TO DO —
Answer these questions using the page on the NEP scale.
1. How many items make up the NEP scale, and what range do its responses cover?
2. What maximum value of mahal appears in the summary table?
3. What fill color does the plotting code set for the box plots?

PAGE —
start

Now let’s move on to inspecting the central tendency and variability parameters for the NEP scale:

# Summarize and print results over all respondents
NEP_table <- summary(as.data.frame(NEP_distribution))
kable(NEP_table)
id n_na prop_na ii_mean ii_sd ii_median mahal
Min. : 1.0 Min. : 0.000 Min. :0.0000 Min. :1.000 Min. :0.0000 Min. :1.000 Min. :1.517
1st Qu.: 306.2 1st Qu.: 0.000 1st Qu.:0.0000 1st Qu.:2.467 1st Qu.:0.9155 1st Qu.:2.000 1st Qu.:2.914
Median : 611.5 Median : 0.000 Median :0.0000 Median :2.667 Median :1.1212 Median :2.000 Median :3.540
Mean : 611.5 Mean : 2.749 Mean :0.1833 Mean :2.639 Mean :1.1516 Mean :2.335 Mean :3.710
3rd Qu.: 916.8 3rd Qu.: 0.000 3rd Qu.:0.0000 3rd Qu.:2.867 3rd Qu.:1.3870 3rd Qu.:3.000 3rd Qu.:4.334
Max. :1222.0 Max. :15.000 Max. :1.0000 Max. :3.733 Max. :2.0656 Max. :5.000 Max. :8.170
NA NA NA NA’s :285 NA’s :285 NA’s :285 NA’s :285
# Reshape the data for density and box plots
NEP_distribution_long <- pivot_longer(NEP_distribution, 
                                         cols = c("ii_mean", "ii_sd", "ii_median", "mahal"), 
                                         names_to = "Indicator", 
                                         values_to = "Value")

# Remove non-finite values
NEP_distribution_long <- NEP_distribution_long %>%
  filter(!is.na(Value) & is.finite(Value))

# Calculate mean for each Indicator
mean_values <- NEP_distribution_long %>%
  group_by(Indicator) %>%
  summarize(mean_value = mean(Value, na.rm = TRUE))

# Create combined boxplot and density plot with a dashed line for each mean
ggplot(NEP_distribution_long, aes(x = Value, y = after_stat(scaled))) +
  geom_density(aes(y = after_stat(scaled)), alpha = 0.5) +
  geom_boxplot(aes(y = -0.5), width = 0.5, outlier.size = 2, color = "black", fill = "lightgray") +
  geom_vline(data = mean_values, aes(xintercept = mean_value, color = "Mean"), linetype = "dashed") +
  scale_color_manual(values = c("Mean" = "black")) +
  facet_wrap(~ Indicator, scales = "free") +
  labs(title = "Combined Density and Box Plots of Indicators with Mean Values",
       x = "Value",
       y = "Scaled Density / Boxplot") +
  theme_minimal() +
  theme(legend.position = "right",
        legend.title = element_blank()) # Remove legend title

Again, the output shows the distribution of the central tendency parameters across all respondents. For the 15-item NEP scale (ranging from 1 to 5), our central tendency measures show the following:

  • The mean of ii_mean is 2.64, and the median of ii_mean is 2.67. According to these parameters, the average respondent shows a personal mean response of 2.6 across all items of the scale whereas half of the respondents give a mean response across all items up to the value of 2.7. The plots show an almost normal distribution centered around the mid-point of the scale. Respondents with mean responses at the lower end (agree) and upper end (disagree) of the scale are outliers among the other respondents in the sample.

end

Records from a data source
start

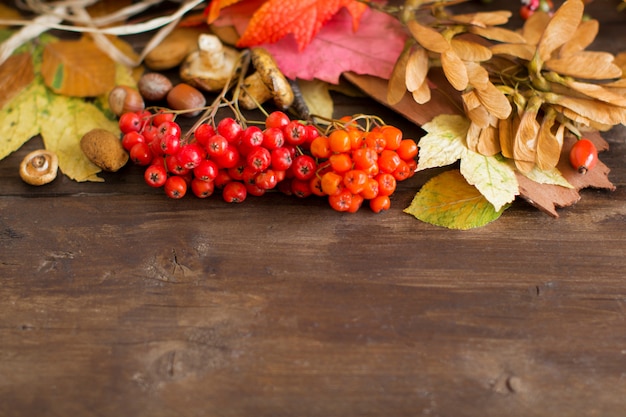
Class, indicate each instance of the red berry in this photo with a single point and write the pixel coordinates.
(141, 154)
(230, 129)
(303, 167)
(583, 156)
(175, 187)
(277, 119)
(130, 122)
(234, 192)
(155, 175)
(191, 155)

end
start

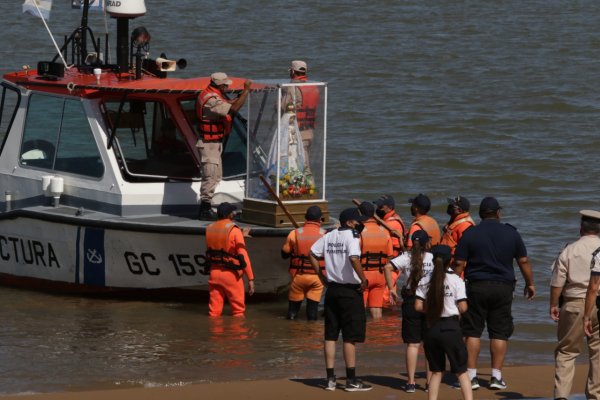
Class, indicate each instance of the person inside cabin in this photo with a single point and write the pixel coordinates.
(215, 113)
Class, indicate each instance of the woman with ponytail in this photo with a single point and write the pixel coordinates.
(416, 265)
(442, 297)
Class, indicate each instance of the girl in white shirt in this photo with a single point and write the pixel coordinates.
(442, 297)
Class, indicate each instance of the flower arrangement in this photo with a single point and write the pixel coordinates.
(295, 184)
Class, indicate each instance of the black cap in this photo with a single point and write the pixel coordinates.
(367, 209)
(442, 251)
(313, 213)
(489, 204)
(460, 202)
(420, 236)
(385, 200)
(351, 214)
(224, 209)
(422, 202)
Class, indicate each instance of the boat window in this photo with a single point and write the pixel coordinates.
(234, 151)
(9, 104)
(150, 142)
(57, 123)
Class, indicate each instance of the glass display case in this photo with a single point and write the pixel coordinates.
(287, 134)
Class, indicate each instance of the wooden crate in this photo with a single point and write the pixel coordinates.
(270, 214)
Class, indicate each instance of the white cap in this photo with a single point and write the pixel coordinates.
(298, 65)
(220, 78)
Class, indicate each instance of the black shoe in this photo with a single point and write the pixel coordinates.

end

ANSWER BELOW —
1. The NEP scale has 15 items, and responses range from 1 to 5.
2. 8.170
3. lightgray